[Coordinate annotation records]
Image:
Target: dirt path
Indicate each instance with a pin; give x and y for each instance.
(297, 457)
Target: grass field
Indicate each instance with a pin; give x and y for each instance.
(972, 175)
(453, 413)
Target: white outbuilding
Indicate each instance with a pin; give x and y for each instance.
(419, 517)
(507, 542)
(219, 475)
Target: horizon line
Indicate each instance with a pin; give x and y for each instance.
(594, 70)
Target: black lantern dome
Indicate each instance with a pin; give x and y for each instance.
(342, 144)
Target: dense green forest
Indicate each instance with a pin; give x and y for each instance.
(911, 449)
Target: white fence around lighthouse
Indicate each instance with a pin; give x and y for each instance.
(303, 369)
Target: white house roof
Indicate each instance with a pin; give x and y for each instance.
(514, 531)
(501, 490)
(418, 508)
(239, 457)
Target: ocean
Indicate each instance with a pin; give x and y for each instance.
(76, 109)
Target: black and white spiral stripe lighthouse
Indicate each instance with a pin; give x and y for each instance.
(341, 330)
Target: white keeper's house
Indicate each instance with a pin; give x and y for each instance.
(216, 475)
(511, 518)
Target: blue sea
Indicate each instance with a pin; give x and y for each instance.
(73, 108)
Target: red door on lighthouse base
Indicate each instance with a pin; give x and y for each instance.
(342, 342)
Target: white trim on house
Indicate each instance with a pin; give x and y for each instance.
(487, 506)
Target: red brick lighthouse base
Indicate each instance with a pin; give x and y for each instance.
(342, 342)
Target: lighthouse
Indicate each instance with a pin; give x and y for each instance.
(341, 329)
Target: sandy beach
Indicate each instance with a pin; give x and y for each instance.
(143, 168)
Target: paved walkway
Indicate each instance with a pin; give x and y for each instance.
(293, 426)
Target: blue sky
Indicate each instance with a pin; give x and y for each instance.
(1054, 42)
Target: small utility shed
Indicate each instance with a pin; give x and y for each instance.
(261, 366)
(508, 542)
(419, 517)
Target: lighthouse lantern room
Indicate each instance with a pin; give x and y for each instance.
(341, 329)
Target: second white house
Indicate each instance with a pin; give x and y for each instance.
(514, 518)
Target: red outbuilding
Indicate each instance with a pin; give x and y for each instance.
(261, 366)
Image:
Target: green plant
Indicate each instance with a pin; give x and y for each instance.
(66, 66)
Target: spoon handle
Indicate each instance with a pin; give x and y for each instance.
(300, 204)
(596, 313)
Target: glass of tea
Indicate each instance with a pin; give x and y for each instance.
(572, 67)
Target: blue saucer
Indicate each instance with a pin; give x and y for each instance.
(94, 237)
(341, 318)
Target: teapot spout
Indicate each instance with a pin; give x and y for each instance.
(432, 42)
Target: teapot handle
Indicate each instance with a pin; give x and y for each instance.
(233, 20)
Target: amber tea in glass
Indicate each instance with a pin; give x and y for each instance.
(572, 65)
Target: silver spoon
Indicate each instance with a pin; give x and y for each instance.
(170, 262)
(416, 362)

Instructions for the task: Retype every entry above, word for word.

Complete answer:
Image:
Target: dirt path
Indicate each instance with a pin; give x and y for each instance.
(297, 457)
Target: grass field
Indicate each instance with a pin; give x and y for each instance.
(972, 175)
(453, 413)
Target: white outbuilding
Indicate each instance with a pin; give x and y for each instance.
(419, 517)
(507, 542)
(219, 475)
Target: horizon line
Indicate each instance with a pin; give x and y for each instance.
(594, 70)
Target: black lantern dome
Indicate each instance with a pin; give x and y for each instance.
(342, 144)
Target: dense green forest
Indicate each instance with a pin; give x and y for each instance.
(911, 449)
Target: white fence around lighthouse
Indicate each instance with a pin; give x and y for each instance.
(303, 369)
Target: white house roof
Indicate each instance with a pin; give x and y for each instance.
(514, 531)
(501, 490)
(418, 508)
(239, 457)
Target: ocean
Indicate each instance with a pin; give x and y for each instance.
(76, 109)
Target: black and white spiral stripe lighthouse
Indicate each instance with a pin; give x and y for each instance.
(341, 330)
Target: white keeper's house
Indicate each instance with a pin; give x and y for each instance.
(216, 475)
(511, 518)
Target: blue sea
Indicate each instance with a pin; give x and y for each instance.
(73, 108)
Target: red door on lighthouse base
Indicate each instance with a pin; give x and y for each instance.
(342, 342)
Target: white trim on house
Indicate each instance with a pin; give x and y for each instance.
(487, 506)
Target: red brick lighthouse base
Indicate each instance with a pin; give x and y for each instance.
(342, 342)
Target: lighthouse
Indicate each instance with a pin; give x and y for each instance.
(341, 329)
Target: sandy beach
Indicate each instance with a pin; give x and y for each instance.
(143, 168)
Target: paved walkway
Indicate each instance with a pin; give x and y for each instance.
(293, 426)
Target: blue sky
Indicate each instance with a pin; give x and y for each instance.
(1054, 42)
Target: small utility shed
Indicate each instance with a pin; give x and y for each instance.
(261, 366)
(508, 542)
(419, 517)
Target: lighthouse lantern room
Indicate each instance with a pin; give x and y for each instance.
(341, 329)
Target: second white house
Indicate each instance with a pin; give x and y for each instance.
(514, 518)
Target: red outbuilding
Indicate each instance with a pin; give x and y for each instance.
(261, 366)
Image:
Target: green plant
Indicate each instance with a pin; give x and y for each instance.
(66, 66)
Target: spoon handle
Indicate each instance with a pin; give x and y for each instance.
(300, 204)
(596, 313)
Target: glass of tea
Indicate each instance with a pin; give x and y for each instance.
(572, 67)
Target: blue saucer
Indicate each instance with a pin; give x and y for each instance.
(94, 237)
(341, 318)
Target: teapot spout
Indicate each instance with a pin; give x and y for each instance.
(432, 42)
Target: teapot handle
Indicate each instance with a pin; give x and y for each instance.
(233, 20)
Target: amber tea in glass
Indicate each instance with a pin; give x and y for each instance.
(572, 65)
Target: silver spoon
Indicate each instance with a pin; give x and y for each instance.
(170, 262)
(416, 362)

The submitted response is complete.